*** Opening of TASK INPUT ***

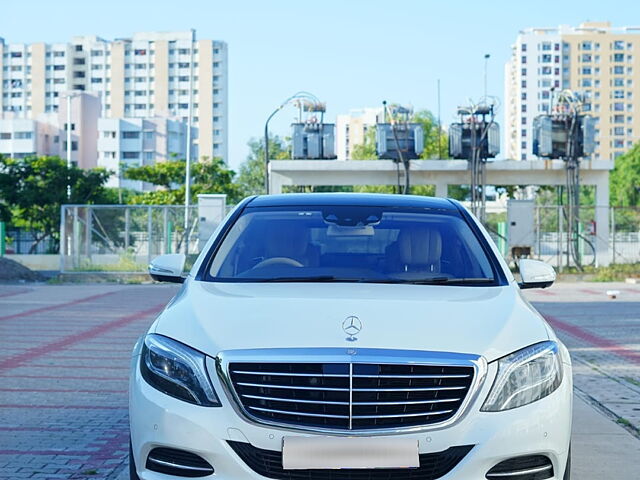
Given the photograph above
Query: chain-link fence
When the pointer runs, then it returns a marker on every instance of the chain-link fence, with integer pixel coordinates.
(123, 238)
(551, 237)
(105, 238)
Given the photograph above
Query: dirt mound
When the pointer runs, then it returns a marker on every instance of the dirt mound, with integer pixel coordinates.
(11, 271)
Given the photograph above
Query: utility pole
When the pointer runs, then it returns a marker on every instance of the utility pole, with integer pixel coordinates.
(486, 60)
(187, 181)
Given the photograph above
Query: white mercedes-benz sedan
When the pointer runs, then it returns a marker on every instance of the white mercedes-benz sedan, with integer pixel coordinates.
(350, 337)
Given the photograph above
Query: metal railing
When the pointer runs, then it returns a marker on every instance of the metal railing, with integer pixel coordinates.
(122, 238)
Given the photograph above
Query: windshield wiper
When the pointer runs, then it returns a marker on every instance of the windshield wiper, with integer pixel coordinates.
(318, 278)
(446, 280)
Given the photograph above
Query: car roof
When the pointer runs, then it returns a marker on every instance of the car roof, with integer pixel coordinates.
(352, 199)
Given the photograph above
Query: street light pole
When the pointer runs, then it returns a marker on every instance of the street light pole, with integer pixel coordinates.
(301, 94)
(486, 60)
(187, 181)
(69, 96)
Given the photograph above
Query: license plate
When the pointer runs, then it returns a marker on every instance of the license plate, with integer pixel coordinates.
(302, 453)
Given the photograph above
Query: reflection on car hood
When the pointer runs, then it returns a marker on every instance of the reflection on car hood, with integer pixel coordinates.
(488, 321)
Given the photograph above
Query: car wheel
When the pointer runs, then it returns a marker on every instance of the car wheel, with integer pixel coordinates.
(567, 470)
(132, 465)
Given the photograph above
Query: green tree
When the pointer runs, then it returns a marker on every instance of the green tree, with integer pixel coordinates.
(207, 176)
(33, 189)
(625, 179)
(250, 179)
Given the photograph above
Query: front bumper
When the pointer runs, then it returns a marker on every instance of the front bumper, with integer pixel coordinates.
(157, 420)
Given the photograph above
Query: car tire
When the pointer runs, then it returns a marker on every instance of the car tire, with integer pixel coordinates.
(133, 475)
(567, 470)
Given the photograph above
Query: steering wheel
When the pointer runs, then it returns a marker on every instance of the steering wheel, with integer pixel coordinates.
(278, 260)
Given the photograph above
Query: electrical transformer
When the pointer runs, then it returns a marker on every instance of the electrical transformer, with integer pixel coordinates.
(551, 135)
(407, 138)
(460, 138)
(313, 141)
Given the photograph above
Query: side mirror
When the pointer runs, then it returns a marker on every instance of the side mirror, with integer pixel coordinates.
(536, 274)
(168, 268)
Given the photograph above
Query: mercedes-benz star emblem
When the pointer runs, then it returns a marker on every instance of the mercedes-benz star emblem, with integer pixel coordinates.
(352, 326)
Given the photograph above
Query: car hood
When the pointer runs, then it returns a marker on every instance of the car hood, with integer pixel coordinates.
(488, 321)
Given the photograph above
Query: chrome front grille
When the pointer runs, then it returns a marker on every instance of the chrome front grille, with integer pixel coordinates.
(353, 395)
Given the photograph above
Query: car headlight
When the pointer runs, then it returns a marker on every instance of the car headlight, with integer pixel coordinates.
(177, 370)
(524, 377)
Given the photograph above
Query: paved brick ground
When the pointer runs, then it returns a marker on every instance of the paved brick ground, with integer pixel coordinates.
(64, 355)
(603, 335)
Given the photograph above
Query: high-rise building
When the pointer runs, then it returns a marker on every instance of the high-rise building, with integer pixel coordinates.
(352, 129)
(600, 62)
(148, 75)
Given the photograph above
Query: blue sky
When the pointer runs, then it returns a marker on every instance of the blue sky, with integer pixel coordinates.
(350, 53)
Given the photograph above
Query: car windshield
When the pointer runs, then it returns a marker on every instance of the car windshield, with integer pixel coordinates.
(351, 244)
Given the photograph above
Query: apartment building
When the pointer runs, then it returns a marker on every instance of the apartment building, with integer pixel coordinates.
(149, 75)
(599, 61)
(352, 128)
(47, 133)
(133, 142)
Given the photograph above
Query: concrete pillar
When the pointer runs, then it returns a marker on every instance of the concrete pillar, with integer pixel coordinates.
(603, 250)
(442, 189)
(212, 208)
(276, 181)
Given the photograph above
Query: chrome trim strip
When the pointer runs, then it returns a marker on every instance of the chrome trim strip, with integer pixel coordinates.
(409, 402)
(402, 415)
(293, 387)
(350, 396)
(350, 355)
(302, 414)
(286, 374)
(527, 471)
(421, 389)
(294, 400)
(177, 465)
(338, 375)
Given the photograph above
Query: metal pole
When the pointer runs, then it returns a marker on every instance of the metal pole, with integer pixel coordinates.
(486, 60)
(68, 145)
(266, 154)
(613, 233)
(149, 229)
(63, 237)
(439, 125)
(187, 182)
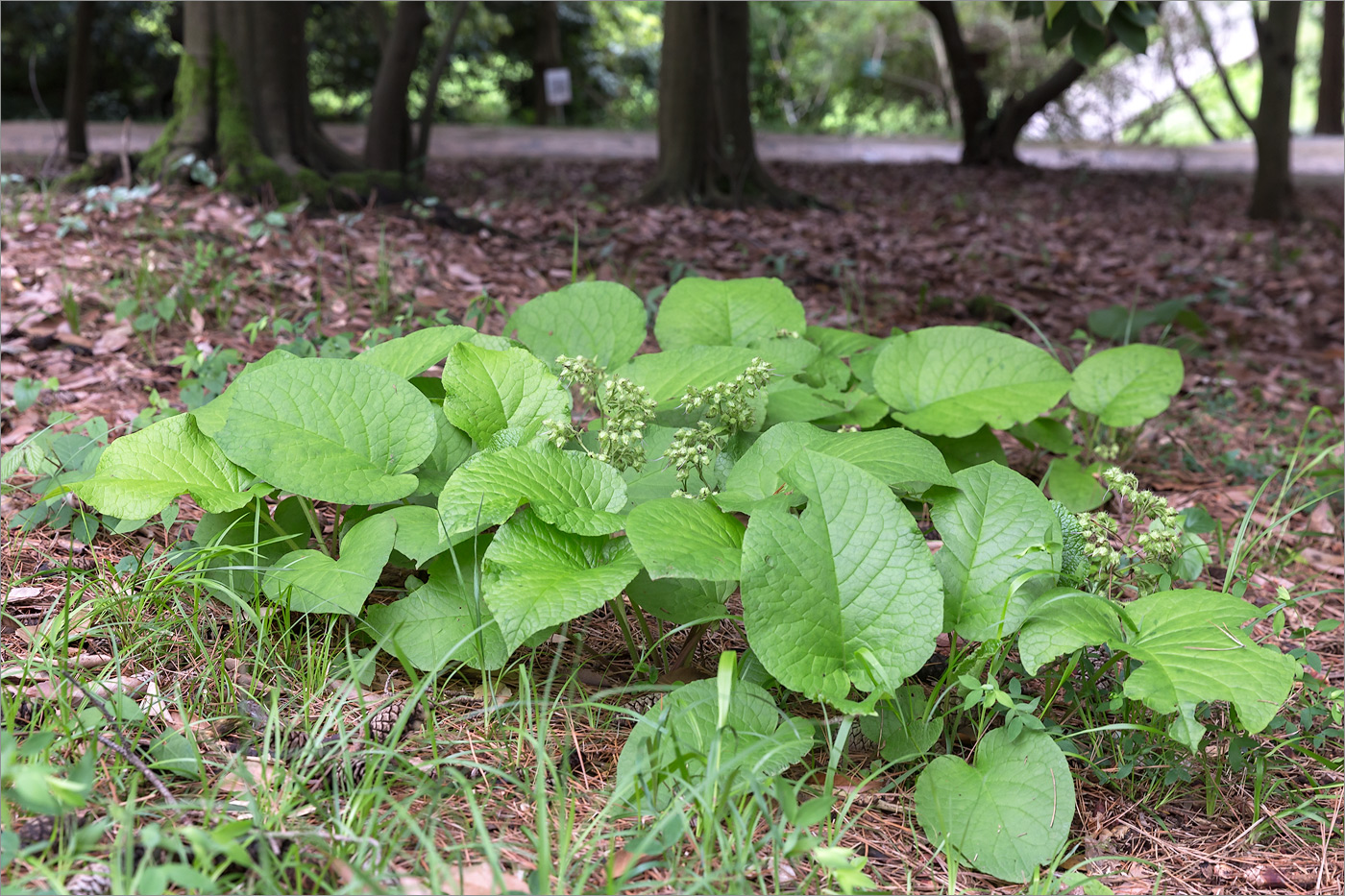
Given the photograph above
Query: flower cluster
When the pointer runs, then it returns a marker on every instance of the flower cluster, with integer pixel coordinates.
(627, 409)
(729, 401)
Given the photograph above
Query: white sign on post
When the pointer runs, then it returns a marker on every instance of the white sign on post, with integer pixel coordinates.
(557, 85)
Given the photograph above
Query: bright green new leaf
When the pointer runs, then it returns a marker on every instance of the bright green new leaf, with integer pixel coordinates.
(567, 489)
(1127, 385)
(995, 529)
(486, 392)
(850, 573)
(681, 600)
(443, 620)
(950, 381)
(600, 321)
(898, 458)
(309, 581)
(1009, 812)
(1194, 650)
(1073, 486)
(712, 312)
(668, 375)
(140, 473)
(672, 745)
(534, 574)
(416, 352)
(330, 429)
(682, 539)
(1062, 621)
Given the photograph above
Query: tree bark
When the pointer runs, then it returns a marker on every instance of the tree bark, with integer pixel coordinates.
(241, 100)
(991, 140)
(77, 84)
(706, 144)
(387, 145)
(547, 54)
(1331, 94)
(1277, 34)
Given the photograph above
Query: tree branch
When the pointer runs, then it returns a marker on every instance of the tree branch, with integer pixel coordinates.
(1207, 39)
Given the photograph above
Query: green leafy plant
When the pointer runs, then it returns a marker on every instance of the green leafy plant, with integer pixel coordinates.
(537, 479)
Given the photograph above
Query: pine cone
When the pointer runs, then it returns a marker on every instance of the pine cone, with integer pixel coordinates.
(382, 722)
(97, 882)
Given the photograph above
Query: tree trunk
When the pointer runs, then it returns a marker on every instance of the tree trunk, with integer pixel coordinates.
(706, 145)
(1273, 190)
(547, 54)
(387, 145)
(992, 140)
(241, 100)
(1331, 94)
(77, 84)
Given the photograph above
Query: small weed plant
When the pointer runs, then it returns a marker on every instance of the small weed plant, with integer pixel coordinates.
(537, 478)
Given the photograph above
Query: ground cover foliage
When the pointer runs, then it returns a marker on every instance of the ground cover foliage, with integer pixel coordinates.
(534, 778)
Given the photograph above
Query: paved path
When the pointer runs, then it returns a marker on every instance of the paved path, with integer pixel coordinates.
(1317, 157)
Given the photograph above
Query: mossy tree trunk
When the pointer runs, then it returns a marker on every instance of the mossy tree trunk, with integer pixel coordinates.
(241, 100)
(706, 145)
(77, 84)
(1277, 37)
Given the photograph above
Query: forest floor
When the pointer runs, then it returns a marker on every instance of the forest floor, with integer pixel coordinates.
(905, 247)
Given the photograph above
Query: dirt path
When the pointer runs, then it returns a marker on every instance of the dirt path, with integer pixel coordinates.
(1315, 157)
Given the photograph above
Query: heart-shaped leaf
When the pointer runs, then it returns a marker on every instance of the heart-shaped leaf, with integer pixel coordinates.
(486, 392)
(1127, 385)
(950, 381)
(710, 312)
(604, 322)
(1009, 812)
(140, 473)
(443, 620)
(567, 489)
(851, 572)
(534, 574)
(995, 529)
(330, 429)
(312, 583)
(676, 537)
(1194, 650)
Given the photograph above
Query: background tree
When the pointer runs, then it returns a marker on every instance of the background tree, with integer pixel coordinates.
(990, 137)
(387, 141)
(1331, 93)
(706, 145)
(77, 84)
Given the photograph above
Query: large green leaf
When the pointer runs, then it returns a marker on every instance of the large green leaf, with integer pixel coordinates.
(1063, 620)
(534, 574)
(140, 473)
(1009, 812)
(309, 581)
(417, 351)
(568, 490)
(1194, 650)
(672, 745)
(600, 321)
(681, 600)
(1127, 385)
(668, 375)
(994, 529)
(846, 586)
(950, 381)
(443, 620)
(330, 429)
(712, 312)
(896, 456)
(486, 392)
(683, 539)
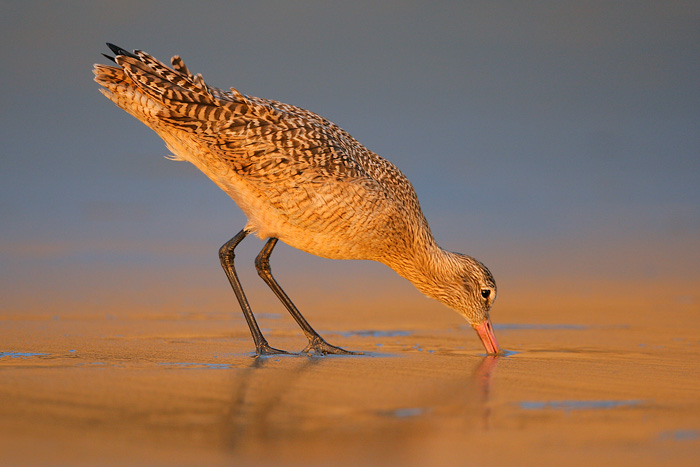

*** Close of TASK INPUT ***

→ **ACTIVITY**
Could you return, word for word, every line from the line with "green leaf, with integer pixel coordinates." through the last line of the listing above, both ends included, without any pictures?

→ **SOLUTION**
When the pointer runs, then it returns a marker on every instance of the large green leaf, with integer pixel coordinates.
(1063, 620)
(534, 574)
(140, 473)
(1009, 812)
(309, 581)
(417, 351)
(568, 490)
(1194, 650)
(672, 745)
(600, 321)
(681, 600)
(1127, 385)
(668, 375)
(994, 529)
(846, 586)
(950, 381)
(443, 620)
(330, 429)
(712, 312)
(896, 456)
(486, 392)
(683, 539)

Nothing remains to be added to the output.